• DATA:

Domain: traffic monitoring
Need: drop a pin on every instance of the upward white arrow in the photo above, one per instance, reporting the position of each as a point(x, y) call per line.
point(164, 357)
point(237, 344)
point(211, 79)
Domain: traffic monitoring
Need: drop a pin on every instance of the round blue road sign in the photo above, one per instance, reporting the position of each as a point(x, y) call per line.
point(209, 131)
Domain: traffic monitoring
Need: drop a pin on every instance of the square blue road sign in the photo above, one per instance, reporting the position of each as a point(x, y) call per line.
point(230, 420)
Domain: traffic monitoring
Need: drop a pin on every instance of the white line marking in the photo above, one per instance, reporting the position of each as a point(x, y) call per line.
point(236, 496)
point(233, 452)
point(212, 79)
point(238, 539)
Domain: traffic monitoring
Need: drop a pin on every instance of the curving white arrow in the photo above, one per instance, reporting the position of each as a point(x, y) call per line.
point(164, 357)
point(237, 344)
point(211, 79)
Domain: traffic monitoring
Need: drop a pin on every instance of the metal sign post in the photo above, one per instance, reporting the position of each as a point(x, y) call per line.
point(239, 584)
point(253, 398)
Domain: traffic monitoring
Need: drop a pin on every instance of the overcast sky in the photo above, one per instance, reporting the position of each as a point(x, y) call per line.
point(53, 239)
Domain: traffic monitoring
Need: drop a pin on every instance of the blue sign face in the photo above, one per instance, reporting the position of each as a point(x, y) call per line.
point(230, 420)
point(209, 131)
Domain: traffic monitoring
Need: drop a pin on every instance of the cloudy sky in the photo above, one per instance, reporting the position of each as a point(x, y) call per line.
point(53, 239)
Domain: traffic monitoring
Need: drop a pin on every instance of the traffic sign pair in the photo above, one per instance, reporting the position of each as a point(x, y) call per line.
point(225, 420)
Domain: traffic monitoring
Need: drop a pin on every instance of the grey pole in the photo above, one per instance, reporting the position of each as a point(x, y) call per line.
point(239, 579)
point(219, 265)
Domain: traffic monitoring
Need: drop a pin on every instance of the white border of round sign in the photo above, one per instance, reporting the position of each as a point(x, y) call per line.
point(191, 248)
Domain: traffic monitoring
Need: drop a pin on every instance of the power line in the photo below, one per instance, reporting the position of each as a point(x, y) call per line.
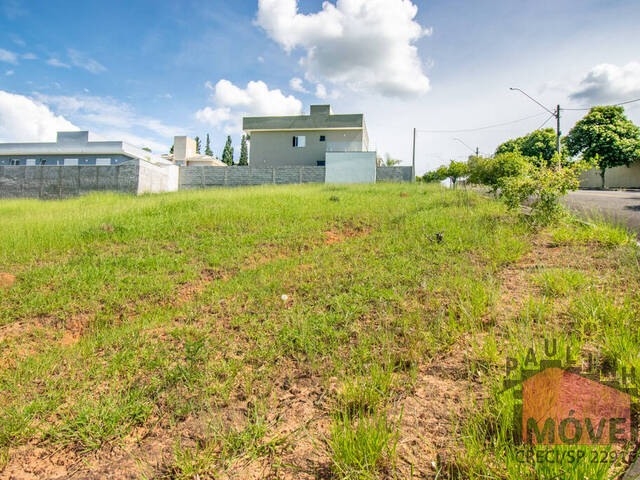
point(482, 128)
point(614, 105)
point(545, 122)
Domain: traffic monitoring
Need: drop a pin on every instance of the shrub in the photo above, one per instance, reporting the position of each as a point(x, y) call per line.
point(493, 171)
point(543, 186)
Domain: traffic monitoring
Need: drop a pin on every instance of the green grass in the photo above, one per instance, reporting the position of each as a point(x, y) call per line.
point(131, 313)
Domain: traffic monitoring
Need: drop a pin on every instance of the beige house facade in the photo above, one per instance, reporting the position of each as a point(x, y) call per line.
point(304, 140)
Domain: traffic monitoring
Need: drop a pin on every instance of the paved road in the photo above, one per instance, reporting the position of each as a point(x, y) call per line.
point(623, 207)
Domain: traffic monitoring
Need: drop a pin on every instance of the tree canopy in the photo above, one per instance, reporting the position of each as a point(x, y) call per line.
point(244, 154)
point(227, 152)
point(539, 145)
point(605, 136)
point(207, 147)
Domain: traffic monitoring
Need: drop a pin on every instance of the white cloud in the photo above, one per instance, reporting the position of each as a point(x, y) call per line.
point(214, 116)
point(13, 9)
point(7, 56)
point(367, 45)
point(606, 83)
point(231, 103)
point(54, 62)
point(23, 119)
point(105, 112)
point(80, 60)
point(297, 84)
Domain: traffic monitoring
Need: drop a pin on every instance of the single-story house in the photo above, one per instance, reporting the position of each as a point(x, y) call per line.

• EXERCISE AIM: Give back the whole listing exactly as it stands. No pictures belong in the copy.

• TASK ANSWER:
Domain: traffic monitoring
Need: drop a pin on every instance of the upward white arrow in the photo above, one per instance, reporting the position of each as a point(x, y) call per line.
point(164, 357)
point(237, 344)
point(211, 79)
Domain: traffic monitoring
Need: drop a pin on every instance of the round blue road sign in the photo above, one per instance, reporting the position of each as a point(x, y) call per line.
point(209, 131)
Domain: traffic monitoring
Need: drop a pin on every instance of the square blue road sign in the photo above, one per instance, reporting the position of each as a point(x, y) call per line.
point(230, 420)
Domain: traffic monitoring
Need: drop a pin on every instance of the white line marking in the photo above, one per instance, reporting the position of each as a point(x, y) call per line.
point(236, 496)
point(233, 452)
point(212, 79)
point(238, 539)
Domain: traffic monitoring
Need: drop a pin on every instance of the curving white arrow in the photo above, one per instance, reporting the position of each as a point(x, y) call per line.
point(164, 357)
point(237, 344)
point(211, 79)
Domain: traffic monitoring
Need: drop a pin on every instance of the metal sign post in the photo above, one per instance, reporting the position of each as a point(x, y) call per line.
point(239, 584)
point(253, 398)
Domain: traffic monitoring
Need: drop a pin on every instance of the overcast sky in the photo above, one per instance, reporting the position of each as a point(x, y) call per line.
point(53, 239)
Domain: traffic monitoring
Need: drop a pin on every instance of the blue sign face in the photo above, one per instance, reporting the position of each as a point(x, y) call per line.
point(230, 420)
point(209, 131)
Domain: traffic monitoring
Need: drop a pin on every instance of the cloudy sky in the photo above, one per instance, reporting the position of each as a point(x, y) call per line.
point(53, 239)
Domain: traffic monitoring
Need: drop a pin on every instance of the traffic sign pair in the photo above, one per instance, reporting the position of each as a point(x, y) call per line.
point(225, 420)
Domain: traffic monitoring
Need: drop a pin on every instance of the grey pole in the photo above, one per instance, reporting the position of each as a point(x, y) call per line.
point(239, 579)
point(219, 265)
Domain: traffic monitoring
Need: drop a pin on every instance of the white border of round sign in the photo above, one per instance, reporting the position of each as a point(x, y) call per line.
point(191, 248)
Domain: traffic monitoring
Need: drop a pin on every instance of the power line in the photo below, one per instance, reporting the position of each as a point(x, y) call per line.
point(482, 128)
point(614, 105)
point(545, 122)
Domain: traffic monitoring
Need: drop a pin on every instance of the shrub in the photo above, one per instance, reporting the position of each as a point(x, y) call per line.
point(493, 171)
point(543, 186)
Domain: traffic monitoring
Need: drop a pin on every instance of the green grass in the photo above, one per instance, reporting the position of each as a point(x, y) call per line.
point(131, 313)
Domain: traffic monitoring
Need: drop a pin on every instance of the beige house facade in the photo above, one per instance, reporting the position of each as a point(x, y) call per line.
point(304, 140)
Domain: traffic monitoring
Need: drop a pin on every instance of the paved road in the photo above, one per instance, reporting the position of each as a point(x, y) call per line.
point(623, 207)
Domain: traffic monitoring
Need: drop a pin on every instance of the tree canopy in the photo above, one per instance, reporting the position of each as a point(x, y) call per line.
point(244, 154)
point(227, 152)
point(539, 145)
point(605, 136)
point(207, 147)
Domain: traffic monitoring
Need: drop a pin on every instance of the white cloud in the photo above, one per instance, reporting the position of each as a point(x, y) call per line.
point(214, 116)
point(13, 9)
point(7, 56)
point(367, 45)
point(606, 83)
point(231, 103)
point(54, 62)
point(23, 119)
point(105, 112)
point(80, 60)
point(297, 84)
Domain: traffic monitoring
Need: drop a pin on every instance of the single-story house in the photo above, one per instance, reporting the position of each as a point(x, y) call per line.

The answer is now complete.